| ENTRIES SUPPLIED |
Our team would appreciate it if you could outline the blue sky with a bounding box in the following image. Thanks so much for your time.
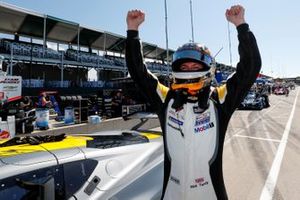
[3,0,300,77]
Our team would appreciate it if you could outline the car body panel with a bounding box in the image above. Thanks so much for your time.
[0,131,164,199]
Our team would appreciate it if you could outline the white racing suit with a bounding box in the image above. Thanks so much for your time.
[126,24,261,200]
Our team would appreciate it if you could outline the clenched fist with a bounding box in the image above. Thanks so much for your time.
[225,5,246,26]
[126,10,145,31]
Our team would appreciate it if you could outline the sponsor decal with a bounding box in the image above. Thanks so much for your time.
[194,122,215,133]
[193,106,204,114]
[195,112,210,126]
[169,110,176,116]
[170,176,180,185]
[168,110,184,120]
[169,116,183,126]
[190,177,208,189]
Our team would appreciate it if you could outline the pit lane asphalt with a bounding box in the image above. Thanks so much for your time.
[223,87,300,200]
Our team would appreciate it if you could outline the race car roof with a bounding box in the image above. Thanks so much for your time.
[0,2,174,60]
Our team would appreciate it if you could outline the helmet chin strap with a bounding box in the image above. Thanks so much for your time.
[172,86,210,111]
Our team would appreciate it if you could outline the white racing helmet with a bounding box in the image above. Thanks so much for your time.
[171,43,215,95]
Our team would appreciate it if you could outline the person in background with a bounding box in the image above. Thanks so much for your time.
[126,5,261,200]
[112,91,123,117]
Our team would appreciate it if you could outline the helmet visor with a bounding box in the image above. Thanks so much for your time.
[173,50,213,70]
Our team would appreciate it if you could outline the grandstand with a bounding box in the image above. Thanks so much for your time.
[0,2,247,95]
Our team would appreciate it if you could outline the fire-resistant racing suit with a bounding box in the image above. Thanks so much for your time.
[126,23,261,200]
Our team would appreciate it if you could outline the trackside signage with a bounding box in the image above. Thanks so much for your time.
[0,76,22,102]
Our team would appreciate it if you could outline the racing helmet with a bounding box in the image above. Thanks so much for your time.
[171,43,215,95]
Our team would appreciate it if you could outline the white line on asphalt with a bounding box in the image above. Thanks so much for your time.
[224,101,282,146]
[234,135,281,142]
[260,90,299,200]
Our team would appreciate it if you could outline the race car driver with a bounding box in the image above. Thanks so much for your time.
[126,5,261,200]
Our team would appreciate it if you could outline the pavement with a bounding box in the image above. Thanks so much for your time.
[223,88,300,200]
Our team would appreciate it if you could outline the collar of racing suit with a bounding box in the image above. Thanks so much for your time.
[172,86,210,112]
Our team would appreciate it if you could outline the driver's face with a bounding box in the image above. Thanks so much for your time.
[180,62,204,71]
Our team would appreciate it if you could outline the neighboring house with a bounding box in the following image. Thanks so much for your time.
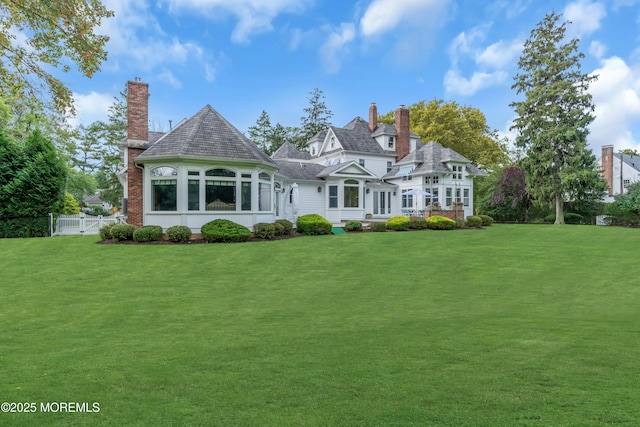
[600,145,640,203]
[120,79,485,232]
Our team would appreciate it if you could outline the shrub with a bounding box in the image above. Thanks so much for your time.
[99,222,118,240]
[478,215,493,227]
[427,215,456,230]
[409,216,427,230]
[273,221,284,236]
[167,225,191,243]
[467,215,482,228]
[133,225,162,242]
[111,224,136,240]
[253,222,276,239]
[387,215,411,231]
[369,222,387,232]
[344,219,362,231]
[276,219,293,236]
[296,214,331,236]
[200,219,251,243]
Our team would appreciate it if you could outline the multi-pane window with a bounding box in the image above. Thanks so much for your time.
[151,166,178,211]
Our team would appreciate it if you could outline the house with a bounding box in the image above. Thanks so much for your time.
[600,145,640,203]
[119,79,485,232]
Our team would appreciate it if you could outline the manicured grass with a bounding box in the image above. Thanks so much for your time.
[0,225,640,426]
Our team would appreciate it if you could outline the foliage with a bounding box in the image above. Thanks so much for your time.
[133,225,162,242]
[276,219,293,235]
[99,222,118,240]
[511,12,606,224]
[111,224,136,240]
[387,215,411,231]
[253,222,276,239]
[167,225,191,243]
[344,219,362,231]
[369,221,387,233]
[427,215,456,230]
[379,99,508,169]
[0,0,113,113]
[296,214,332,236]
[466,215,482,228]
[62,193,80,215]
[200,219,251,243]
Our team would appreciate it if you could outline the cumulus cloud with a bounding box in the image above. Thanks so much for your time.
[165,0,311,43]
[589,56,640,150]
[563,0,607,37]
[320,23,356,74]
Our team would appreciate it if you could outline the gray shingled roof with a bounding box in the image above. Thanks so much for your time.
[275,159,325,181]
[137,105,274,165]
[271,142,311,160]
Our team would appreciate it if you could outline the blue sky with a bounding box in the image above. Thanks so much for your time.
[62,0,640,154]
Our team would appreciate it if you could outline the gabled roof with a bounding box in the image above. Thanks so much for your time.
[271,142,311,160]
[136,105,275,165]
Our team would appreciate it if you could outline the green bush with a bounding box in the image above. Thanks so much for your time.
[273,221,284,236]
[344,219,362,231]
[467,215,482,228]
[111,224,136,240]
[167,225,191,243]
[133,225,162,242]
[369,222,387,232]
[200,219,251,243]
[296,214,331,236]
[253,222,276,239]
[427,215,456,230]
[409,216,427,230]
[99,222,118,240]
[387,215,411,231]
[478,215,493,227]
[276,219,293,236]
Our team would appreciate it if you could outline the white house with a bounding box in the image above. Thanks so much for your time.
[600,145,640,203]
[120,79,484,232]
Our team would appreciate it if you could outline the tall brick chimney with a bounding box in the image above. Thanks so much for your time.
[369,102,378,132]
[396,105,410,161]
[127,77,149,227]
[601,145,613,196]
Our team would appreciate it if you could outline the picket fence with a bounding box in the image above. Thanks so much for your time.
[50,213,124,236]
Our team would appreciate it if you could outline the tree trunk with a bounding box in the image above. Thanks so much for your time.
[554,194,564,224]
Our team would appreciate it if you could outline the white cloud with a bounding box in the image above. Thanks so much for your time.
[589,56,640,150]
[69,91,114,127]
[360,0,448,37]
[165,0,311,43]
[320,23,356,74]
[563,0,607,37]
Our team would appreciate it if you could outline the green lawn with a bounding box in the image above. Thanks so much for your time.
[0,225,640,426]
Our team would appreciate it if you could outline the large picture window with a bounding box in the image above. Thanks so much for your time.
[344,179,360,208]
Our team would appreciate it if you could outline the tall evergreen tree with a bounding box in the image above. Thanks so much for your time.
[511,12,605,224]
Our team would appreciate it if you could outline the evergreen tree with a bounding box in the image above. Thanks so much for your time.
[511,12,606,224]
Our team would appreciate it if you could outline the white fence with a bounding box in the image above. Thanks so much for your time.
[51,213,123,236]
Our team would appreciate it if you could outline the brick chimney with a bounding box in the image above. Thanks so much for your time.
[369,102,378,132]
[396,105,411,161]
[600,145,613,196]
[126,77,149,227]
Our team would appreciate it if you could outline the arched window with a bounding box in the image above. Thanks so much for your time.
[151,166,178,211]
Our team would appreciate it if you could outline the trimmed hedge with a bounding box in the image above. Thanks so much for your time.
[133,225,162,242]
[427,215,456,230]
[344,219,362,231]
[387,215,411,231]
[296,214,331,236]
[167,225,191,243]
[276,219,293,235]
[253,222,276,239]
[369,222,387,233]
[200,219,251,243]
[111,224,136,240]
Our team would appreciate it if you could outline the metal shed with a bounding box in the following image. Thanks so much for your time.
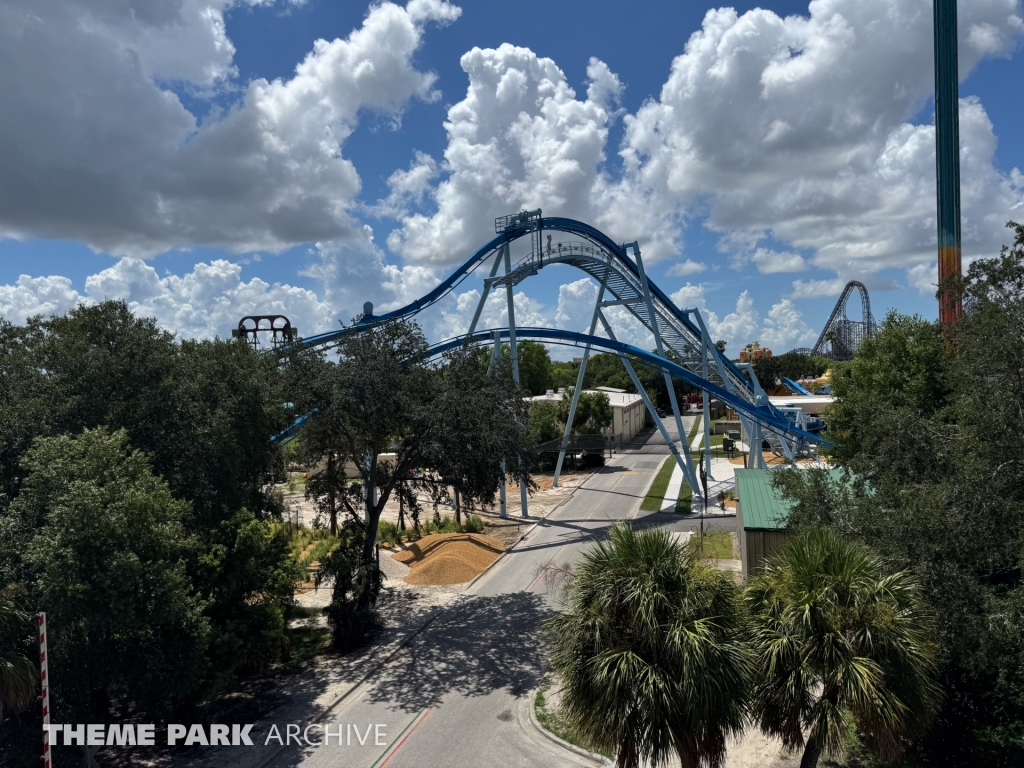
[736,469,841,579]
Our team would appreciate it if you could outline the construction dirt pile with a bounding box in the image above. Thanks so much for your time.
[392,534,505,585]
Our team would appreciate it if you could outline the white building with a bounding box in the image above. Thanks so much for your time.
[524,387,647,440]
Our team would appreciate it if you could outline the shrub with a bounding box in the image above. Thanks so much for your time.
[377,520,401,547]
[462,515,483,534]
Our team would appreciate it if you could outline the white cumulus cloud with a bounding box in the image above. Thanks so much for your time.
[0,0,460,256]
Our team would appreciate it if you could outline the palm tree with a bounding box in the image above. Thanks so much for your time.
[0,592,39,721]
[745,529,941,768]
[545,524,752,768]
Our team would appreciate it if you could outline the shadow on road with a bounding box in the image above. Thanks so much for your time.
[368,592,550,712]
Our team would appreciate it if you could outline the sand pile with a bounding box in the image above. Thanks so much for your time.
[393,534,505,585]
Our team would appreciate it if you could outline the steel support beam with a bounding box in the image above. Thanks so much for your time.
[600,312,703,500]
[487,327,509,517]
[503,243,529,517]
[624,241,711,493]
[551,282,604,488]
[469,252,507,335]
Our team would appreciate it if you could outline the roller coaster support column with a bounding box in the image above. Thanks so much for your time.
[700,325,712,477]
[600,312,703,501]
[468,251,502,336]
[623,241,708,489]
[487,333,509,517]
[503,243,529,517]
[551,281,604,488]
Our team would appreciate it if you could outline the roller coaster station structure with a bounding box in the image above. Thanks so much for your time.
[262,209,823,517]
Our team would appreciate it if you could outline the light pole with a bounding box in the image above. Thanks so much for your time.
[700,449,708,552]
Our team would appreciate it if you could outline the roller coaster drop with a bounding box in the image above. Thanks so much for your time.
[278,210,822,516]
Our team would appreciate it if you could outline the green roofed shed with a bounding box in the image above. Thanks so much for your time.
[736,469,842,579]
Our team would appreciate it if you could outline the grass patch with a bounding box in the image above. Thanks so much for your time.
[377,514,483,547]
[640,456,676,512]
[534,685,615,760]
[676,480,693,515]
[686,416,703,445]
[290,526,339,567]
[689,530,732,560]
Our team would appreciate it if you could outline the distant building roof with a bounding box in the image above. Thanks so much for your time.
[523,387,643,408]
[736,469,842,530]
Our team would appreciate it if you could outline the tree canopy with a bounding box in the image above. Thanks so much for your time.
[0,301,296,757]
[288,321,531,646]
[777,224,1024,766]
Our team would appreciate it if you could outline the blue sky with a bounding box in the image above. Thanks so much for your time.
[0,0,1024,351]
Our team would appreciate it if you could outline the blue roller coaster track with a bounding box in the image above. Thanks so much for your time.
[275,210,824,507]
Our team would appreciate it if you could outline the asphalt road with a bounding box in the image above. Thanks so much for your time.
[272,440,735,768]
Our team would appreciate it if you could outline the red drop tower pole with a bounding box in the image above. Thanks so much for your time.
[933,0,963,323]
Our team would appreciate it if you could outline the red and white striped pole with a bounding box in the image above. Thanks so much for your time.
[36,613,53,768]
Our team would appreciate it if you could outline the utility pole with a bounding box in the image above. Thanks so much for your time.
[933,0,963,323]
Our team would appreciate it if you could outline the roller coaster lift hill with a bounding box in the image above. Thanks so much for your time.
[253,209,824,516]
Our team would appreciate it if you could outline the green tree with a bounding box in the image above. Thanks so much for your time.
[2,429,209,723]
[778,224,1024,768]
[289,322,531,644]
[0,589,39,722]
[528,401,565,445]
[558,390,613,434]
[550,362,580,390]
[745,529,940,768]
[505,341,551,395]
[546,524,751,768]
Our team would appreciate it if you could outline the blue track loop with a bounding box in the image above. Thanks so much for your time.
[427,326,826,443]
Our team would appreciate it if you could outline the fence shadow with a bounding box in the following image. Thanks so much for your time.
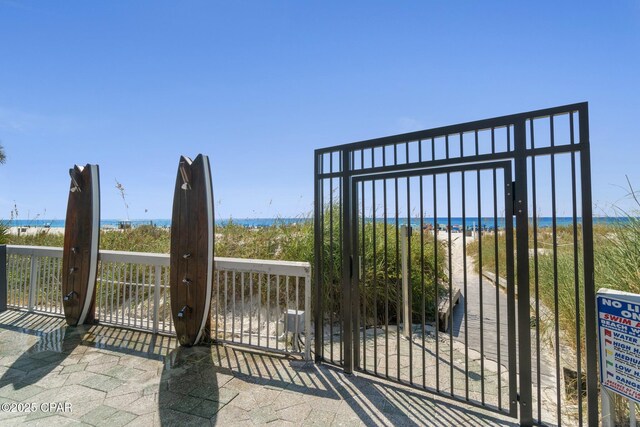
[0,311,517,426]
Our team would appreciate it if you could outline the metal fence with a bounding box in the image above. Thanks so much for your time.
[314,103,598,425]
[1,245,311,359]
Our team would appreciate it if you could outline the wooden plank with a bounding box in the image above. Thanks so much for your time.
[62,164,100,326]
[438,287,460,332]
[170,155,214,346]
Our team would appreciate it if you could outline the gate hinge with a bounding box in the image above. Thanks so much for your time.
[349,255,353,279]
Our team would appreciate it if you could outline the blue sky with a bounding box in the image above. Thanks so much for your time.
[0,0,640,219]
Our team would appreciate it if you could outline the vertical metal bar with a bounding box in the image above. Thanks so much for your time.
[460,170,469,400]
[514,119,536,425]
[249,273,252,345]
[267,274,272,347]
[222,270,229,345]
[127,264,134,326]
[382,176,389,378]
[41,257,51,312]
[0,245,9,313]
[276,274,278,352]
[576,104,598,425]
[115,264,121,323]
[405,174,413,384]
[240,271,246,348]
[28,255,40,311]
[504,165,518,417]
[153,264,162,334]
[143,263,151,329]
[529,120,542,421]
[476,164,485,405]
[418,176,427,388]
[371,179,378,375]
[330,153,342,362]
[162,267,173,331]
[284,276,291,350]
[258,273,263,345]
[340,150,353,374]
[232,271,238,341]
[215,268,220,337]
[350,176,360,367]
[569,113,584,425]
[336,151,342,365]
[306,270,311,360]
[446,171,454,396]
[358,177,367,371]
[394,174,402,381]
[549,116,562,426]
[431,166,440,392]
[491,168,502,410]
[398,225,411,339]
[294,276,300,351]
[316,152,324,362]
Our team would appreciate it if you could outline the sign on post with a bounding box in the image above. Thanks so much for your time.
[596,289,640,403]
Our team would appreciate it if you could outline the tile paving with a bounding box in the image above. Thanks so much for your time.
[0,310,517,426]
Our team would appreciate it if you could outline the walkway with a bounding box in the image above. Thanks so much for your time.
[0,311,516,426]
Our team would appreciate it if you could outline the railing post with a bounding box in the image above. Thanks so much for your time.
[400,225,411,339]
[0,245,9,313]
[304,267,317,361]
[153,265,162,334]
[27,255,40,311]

| EXERCISE DESCRIPTION |
Substitute "driving suit" for "racing suit" and reproduce the lines from the one containing "the helmet visor" through the one containing "[120,79,485,232]", changing nothing else and omitting the picture.

| ANSWER TO THIS EXERCISE |
Our team would appreciate it if you could outline the helmet visor with a bounding box in the image above. Thanks so much for your time.
[173,50,213,70]
Our team would appreciate it if you could outline the grandstand with a bounding box in the image above. Thanks so much for your time.
[0,2,247,95]
Our team would appreciate it if you could outline the fire-resistant driving suit with a bounding box in the image above. Thanks so much for your time.
[126,23,261,200]
Our team would appreciate it if you could outline the trackside signage with a bounding box in the image above. Thanks so much for your time.
[0,76,22,102]
Our team would appreciate it if you could outline the racing helmet with a bounding box in the image above. Thanks so much for your time.
[171,43,215,95]
Our team would appreciate it if you could outline the white line on asphalt with a bounding box in the image above. Thanks so much for your time.
[224,101,282,146]
[234,135,281,142]
[260,90,299,200]
Our team would appreciate it if you could outline the race car driver with a bounding box in the image above. Thanks so much for your time.
[126,5,261,200]
Our team would appreciate it if you could outline the pavement with a bounding box in the image above. Thanks so much for your time.
[223,88,300,200]
Our team would appreciate it if you could outline the collar of driving suit with a bounding box in the image above. Thanks so much for your time.
[172,86,210,112]
Our team would appreciate it if you could outline the driver's face with a bounding box in the image above. Thanks so much for your time.
[180,62,204,71]
Our team would appreciate it if you could outline the neighboring house with a bounding box in the following image. Thanks so much for your time.
[600,145,640,203]
[120,79,485,232]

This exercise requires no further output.